▸ **Goal**:
Copy every line of the material below, requests included, but multiply each x and y coordinate in the answers by 1.9 and round it to the nearest whole number, with halves rounded up.

▸ **Data for this exercise**:
# # #

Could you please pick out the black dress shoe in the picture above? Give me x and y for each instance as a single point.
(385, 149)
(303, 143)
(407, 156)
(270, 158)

# # #

▸ **Answer to the exercise**:
Could you please pick out the black dress shoe in the picture above? Give me x and y for each instance as a single point.
(732, 283)
(576, 272)
(773, 296)
(513, 300)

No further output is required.